- Born: December 1, 1944
- Died: September 22, 2012 (aged 67)
- Occupation: Professor of Psychology
- Awards: SRCD Distinguished International Contributions to Child Development (2011)

Academic background
- Alma mater: Wellesley College; Stanford University

Academic work
- Institutions: California Polytechnic State University, San Luis Obispo; UNICEF

= Patrice Engle =

Developmental psychologist

Patrice Lee Engle (December 1, 1944 – September 22, 2012) was a developmental psychologist known as a pioneer in the field of global early childhood development and for her international work advocating for children's education and healthcare. She was Professor of Psychology and Child Development at California Polytechnic State University, San Luis Obispo.

Engle was senior advisor for early childhood development for the United Nations Children's Educational Fund (UNICEF) and founder of the Global Child Development Group. Engle introduced the concept of the development quotient, a numerical indicator of a child's growth across a range of psychosocial competencies, as a critical measure for international studies of child development trajectories.

== Awards ==
Engle received the Distinguished International Contributions to Child Development Award from the Society for Research in Child Development (SRCD) in 2011. In her honor, the SRCD awards the Patrice L. Engle Dissertation Grant annually to doctoral students interested in careers in global early child development and who are from or doing research in low- or middle-income countries.

Engle was an Honorary Professor at the University of Hong Kong.

== Biography ==
Patricia Lee Engle was born in Philadelphia, Pennsylvania, on December 1, 1944. She had two siblings: a twin sister, Sally Engle Merry, and an older brother, Robert Fry Engle lll.

※ ※ ※

▶ **Your instructions**: In the passage about Patrice Engle, rewrite everything from "Engle was senior" down to "of Hong Kong.", changing "development quotient" to "developmental index".

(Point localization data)
※ ※ ※

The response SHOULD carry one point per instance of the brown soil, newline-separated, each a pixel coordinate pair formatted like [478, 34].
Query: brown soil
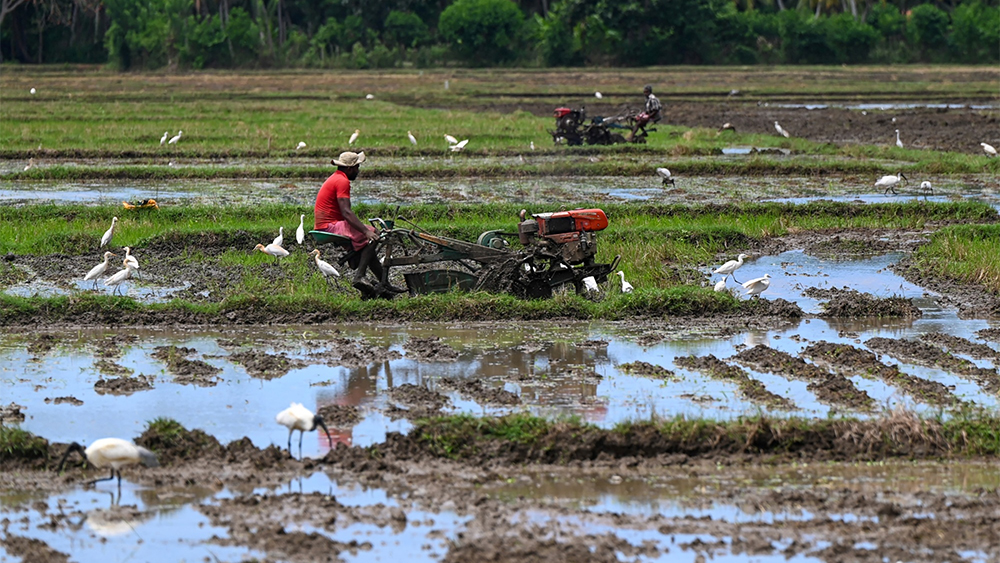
[11, 414]
[648, 370]
[123, 385]
[852, 304]
[30, 549]
[832, 389]
[185, 371]
[429, 350]
[266, 366]
[750, 388]
[931, 356]
[961, 345]
[64, 401]
[420, 402]
[849, 360]
[479, 392]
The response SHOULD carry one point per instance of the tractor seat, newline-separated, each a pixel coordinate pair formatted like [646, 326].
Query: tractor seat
[351, 257]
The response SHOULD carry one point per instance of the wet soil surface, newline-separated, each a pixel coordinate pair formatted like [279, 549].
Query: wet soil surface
[832, 389]
[750, 388]
[184, 370]
[923, 354]
[850, 360]
[123, 385]
[849, 303]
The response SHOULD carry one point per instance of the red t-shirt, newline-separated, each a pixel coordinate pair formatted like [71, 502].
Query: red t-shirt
[327, 211]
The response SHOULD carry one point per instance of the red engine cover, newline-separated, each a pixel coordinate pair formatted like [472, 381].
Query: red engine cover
[570, 221]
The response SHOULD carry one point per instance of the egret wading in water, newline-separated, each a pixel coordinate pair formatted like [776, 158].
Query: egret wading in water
[119, 277]
[110, 233]
[626, 287]
[889, 182]
[111, 452]
[297, 417]
[99, 269]
[665, 174]
[272, 250]
[729, 268]
[300, 233]
[757, 286]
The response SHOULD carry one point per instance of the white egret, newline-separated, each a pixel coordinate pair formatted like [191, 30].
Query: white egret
[626, 287]
[99, 269]
[665, 174]
[297, 417]
[131, 260]
[324, 267]
[757, 286]
[272, 250]
[729, 268]
[117, 279]
[889, 182]
[110, 233]
[111, 452]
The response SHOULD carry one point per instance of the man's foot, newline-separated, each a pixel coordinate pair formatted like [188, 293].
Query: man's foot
[367, 291]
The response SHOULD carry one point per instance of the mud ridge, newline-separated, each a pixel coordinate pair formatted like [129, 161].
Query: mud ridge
[850, 360]
[914, 352]
[832, 389]
[750, 388]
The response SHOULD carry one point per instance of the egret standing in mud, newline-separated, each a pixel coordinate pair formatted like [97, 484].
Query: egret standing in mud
[297, 417]
[99, 269]
[889, 182]
[272, 250]
[114, 453]
[729, 268]
[110, 233]
[757, 286]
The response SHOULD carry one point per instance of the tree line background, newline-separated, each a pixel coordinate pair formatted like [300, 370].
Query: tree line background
[358, 34]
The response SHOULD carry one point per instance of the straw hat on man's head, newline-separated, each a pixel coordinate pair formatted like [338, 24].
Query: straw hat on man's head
[348, 159]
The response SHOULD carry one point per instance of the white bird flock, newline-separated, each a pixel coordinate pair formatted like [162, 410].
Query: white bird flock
[757, 286]
[111, 452]
[729, 268]
[297, 417]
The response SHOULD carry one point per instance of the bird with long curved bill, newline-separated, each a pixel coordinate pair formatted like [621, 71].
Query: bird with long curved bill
[111, 452]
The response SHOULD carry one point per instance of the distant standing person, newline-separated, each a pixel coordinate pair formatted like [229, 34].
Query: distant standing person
[334, 215]
[651, 113]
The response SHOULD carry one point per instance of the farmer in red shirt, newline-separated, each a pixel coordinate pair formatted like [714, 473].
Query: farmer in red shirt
[334, 215]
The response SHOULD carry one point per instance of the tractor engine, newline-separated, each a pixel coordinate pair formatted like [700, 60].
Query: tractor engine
[566, 234]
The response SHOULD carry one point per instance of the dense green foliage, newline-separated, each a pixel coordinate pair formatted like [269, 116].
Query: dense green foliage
[390, 33]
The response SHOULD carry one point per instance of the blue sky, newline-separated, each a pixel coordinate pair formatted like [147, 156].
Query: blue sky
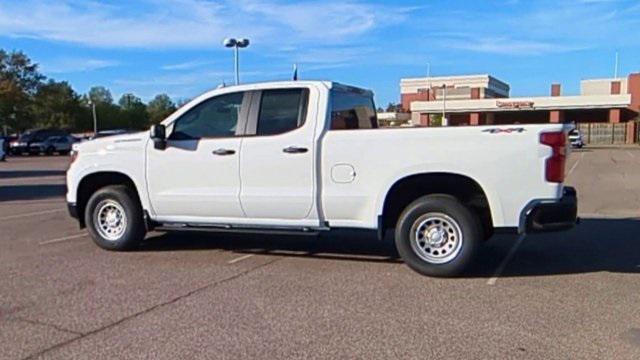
[175, 46]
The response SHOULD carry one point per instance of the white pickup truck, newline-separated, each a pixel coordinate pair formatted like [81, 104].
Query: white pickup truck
[308, 156]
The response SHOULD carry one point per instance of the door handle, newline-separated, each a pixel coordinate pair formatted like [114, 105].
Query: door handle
[223, 152]
[295, 150]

※ ※ ※

▶ **Final answer**:
Engle was senior advisor for early childhood development for the United Nations Children's Educational Fund (UNICEF) and founder of the Global Child Development Group. Engle introduced the concept of the developmental index, a numerical indicator of a child's growth across a range of psychosocial competencies, as a critical measure for international studies of child development trajectories.

== Awards ==
Engle received the Distinguished International Contributions to Child Development Award from the Society for Research in Child Development (SRCD) in 2011. In her honor, the SRCD awards the Patrice L. Engle Dissertation Grant annually to doctoral students interested in careers in global early child development and who are from or doing research in low- or middle-income countries.

Engle was an Honorary Professor at the University of Hong Kong.